◆ Source document
Crash sensors also fire the truck’s airbags, cushioning occupants’ bodies from the steering wheel and other hard bits of cab. Airbags and seatbelt pre-tensioners make a powerful partnership, the pre-tensioner helping hold the occupant in the right position for the airbag to do its job. The duo is especially effective in frontal crashes, where a driver is at risk of injury against the steering wheel.  

STARTING

4. Hill Start Aid

It’s a sensation every driver has experienced – stopped on a steep incline, the lights go green, and there’s that moment of roll-back as you lift your foot off the brake to step on the accelerator. With a heavy load on a steep slope, there’s always the risk of rolling back quite a distance – and collecting whatever lies in your path. Automatic transmissions with hill-start technology keep the brakes applied after you lift your foot off the pedal, holding the truck until you can apply the accelerator and the engine shoulders the load. Not just safer – kinder to transmissions too.

5. Anti-Skid Regulator (Traction Control)

The other challenge to a smooth, safe getaway, especially on a wet road, is wheel spin. Wheel spin can also catch the unwary driver while cornering on slippery surfaces, causing the rear to break into a skid and the whole truck to slide off into the undergrowth. Anti-skid regulators take wheel speed readings from each wheel to detect wheel spin. The system will either reduce engine torque until spinning stops, or in smarter versions, will also apply brakes to the spinning wheel, thereby transferring engine torque to the wheels that do have grip.  

STOPPING

6. Anti-Lock Braking Systems (ABS)

Wheel speed sensors can also detect when a wheel locks under heavy braking. A locked wheel slides across the road rather than biting into it, so can’t effectively slow the truck. Locked front wheels can’t steer, either, turning the driver into passenger. ABS rapidly pulses the brake on the locked wheel, maintaining rotation and keeping the tyre gripping the road. From January 2015, it became mandatory in Australia that all heavy vehicles and trailers be fitted with ABS (or load proportioning in the case of some trailers) – a move the federal government predicted would save more than 50 lives over the next 30 years.

7. Electronic Brake Force Distribution (EBD)

◆ Problem statement
According to the truck safety text, from what date did Australia require all heavy vehicles and trailers to be fitted with ABS?

◆ Entries
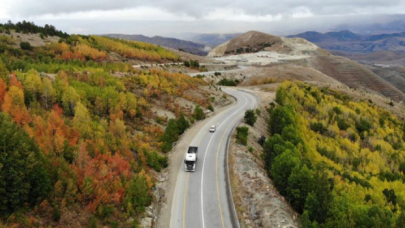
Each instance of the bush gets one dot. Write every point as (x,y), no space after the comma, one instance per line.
(182,124)
(250,117)
(26,46)
(363,125)
(226,82)
(198,113)
(24,179)
(170,136)
(156,161)
(210,107)
(281,117)
(241,135)
(318,127)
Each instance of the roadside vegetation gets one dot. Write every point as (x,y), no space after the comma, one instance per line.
(338,162)
(76,139)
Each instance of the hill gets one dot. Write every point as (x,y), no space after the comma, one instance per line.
(333,158)
(249,49)
(347,41)
(188,46)
(84,134)
(209,39)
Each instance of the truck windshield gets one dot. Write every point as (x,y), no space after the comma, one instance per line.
(189,162)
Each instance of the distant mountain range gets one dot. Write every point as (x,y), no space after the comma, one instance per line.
(187,46)
(210,39)
(348,41)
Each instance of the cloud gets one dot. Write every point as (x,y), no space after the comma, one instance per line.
(199,9)
(165,16)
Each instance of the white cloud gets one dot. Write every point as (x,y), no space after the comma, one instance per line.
(240,15)
(138,14)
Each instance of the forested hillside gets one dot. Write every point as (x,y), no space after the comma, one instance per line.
(339,162)
(78,144)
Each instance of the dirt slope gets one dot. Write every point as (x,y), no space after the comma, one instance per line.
(355,75)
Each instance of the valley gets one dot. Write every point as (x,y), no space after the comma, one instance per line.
(94,130)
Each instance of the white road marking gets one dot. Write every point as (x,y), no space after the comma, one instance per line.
(205,155)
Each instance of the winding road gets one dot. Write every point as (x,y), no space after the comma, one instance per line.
(203,199)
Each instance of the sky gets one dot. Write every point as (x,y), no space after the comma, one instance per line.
(178,17)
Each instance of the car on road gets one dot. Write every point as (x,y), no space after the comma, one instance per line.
(191,159)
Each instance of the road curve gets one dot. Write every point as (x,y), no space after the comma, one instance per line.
(201,198)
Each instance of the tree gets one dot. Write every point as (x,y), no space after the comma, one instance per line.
(2,91)
(137,195)
(4,72)
(82,121)
(69,99)
(198,113)
(23,176)
(26,46)
(170,136)
(32,86)
(14,105)
(281,117)
(48,92)
(281,96)
(182,123)
(242,135)
(282,168)
(250,117)
(300,184)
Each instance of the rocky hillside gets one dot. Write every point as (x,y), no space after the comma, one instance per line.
(348,41)
(187,46)
(253,42)
(255,48)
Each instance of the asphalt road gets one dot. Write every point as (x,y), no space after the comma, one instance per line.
(202,198)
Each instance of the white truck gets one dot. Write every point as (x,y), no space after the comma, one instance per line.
(191,159)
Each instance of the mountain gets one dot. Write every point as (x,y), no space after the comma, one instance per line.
(253,42)
(347,41)
(275,53)
(212,39)
(318,37)
(188,46)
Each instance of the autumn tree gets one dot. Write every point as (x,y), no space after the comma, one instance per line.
(69,99)
(170,136)
(250,117)
(182,123)
(3,72)
(2,91)
(32,86)
(82,121)
(198,113)
(23,175)
(48,92)
(14,105)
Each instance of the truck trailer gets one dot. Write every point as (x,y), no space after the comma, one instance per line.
(191,159)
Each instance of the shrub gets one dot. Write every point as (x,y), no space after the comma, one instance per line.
(250,117)
(26,46)
(318,127)
(226,82)
(281,117)
(363,125)
(182,124)
(241,135)
(210,107)
(198,113)
(170,136)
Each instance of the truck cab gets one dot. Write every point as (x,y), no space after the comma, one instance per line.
(190,160)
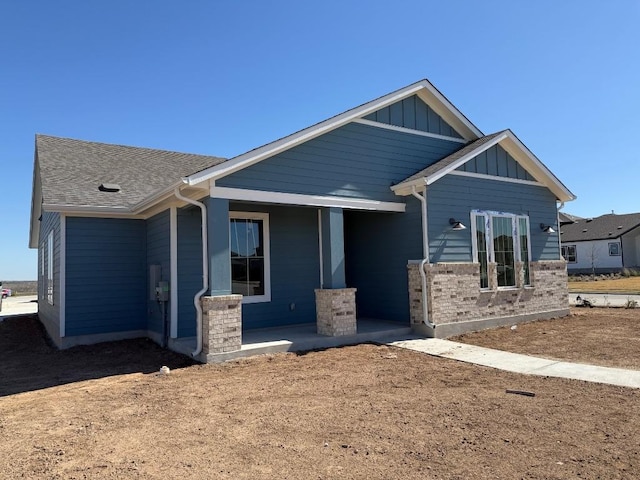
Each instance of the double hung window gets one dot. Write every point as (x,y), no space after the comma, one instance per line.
(250,269)
(501,238)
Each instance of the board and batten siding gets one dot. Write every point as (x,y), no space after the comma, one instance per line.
(413,113)
(455,197)
(496,161)
(378,247)
(189,221)
(158,253)
(49,314)
(355,161)
(106,278)
(295,267)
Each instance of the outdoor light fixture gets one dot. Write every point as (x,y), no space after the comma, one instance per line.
(456,224)
(547,228)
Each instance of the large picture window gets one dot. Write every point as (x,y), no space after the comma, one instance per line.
(250,269)
(504,239)
(50,268)
(569,253)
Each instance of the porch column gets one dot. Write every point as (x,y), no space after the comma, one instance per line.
(221,311)
(335,304)
(333,248)
(218,245)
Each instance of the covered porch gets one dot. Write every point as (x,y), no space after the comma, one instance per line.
(299,338)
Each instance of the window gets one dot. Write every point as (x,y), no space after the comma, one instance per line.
(569,253)
(50,268)
(614,249)
(250,268)
(502,238)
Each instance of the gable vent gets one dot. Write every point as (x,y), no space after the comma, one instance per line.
(109,187)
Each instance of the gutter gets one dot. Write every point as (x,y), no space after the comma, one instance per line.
(425,252)
(205,269)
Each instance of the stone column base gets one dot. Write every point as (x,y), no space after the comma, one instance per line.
(221,324)
(336,311)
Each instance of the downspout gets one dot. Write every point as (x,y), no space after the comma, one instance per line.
(559,230)
(205,269)
(425,253)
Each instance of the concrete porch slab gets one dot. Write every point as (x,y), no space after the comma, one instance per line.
(300,337)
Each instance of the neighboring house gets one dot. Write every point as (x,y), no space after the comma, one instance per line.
(604,244)
(326,225)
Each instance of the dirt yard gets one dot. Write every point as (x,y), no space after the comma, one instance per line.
(355,412)
(600,336)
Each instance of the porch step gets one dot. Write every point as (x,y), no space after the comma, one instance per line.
(296,338)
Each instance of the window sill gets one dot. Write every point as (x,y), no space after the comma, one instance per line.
(256,299)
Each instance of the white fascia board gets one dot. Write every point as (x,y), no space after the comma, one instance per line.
(404,188)
(54,207)
(484,176)
(305,200)
(273,148)
(536,168)
(465,158)
(156,198)
(449,112)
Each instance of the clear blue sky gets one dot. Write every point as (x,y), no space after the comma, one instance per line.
(221,78)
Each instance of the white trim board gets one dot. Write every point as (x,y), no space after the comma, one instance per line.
(173,261)
(423,88)
(485,176)
(63,274)
(304,200)
(410,131)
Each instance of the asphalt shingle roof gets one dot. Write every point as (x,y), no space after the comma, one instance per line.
(72,170)
(454,157)
(599,228)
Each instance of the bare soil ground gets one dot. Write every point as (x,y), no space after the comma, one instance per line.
(355,412)
(629,285)
(600,336)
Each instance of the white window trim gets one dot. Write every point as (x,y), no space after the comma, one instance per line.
(267,253)
(488,215)
(49,288)
(618,247)
(575,253)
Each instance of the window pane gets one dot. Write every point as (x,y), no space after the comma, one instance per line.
(247,256)
(256,276)
(481,240)
(524,248)
(503,250)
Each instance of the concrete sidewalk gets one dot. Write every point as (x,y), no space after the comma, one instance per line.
(605,299)
(518,363)
(12,306)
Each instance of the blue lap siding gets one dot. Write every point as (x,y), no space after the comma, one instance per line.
(49,314)
(105,276)
(355,161)
(377,248)
(295,267)
(158,253)
(189,268)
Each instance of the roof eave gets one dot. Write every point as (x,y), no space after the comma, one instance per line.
(423,87)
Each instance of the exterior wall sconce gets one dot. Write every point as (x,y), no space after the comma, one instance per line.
(547,228)
(456,224)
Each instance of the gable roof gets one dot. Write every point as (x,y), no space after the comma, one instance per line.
(600,228)
(505,138)
(423,89)
(68,173)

◆ Solution for this task
January 2015.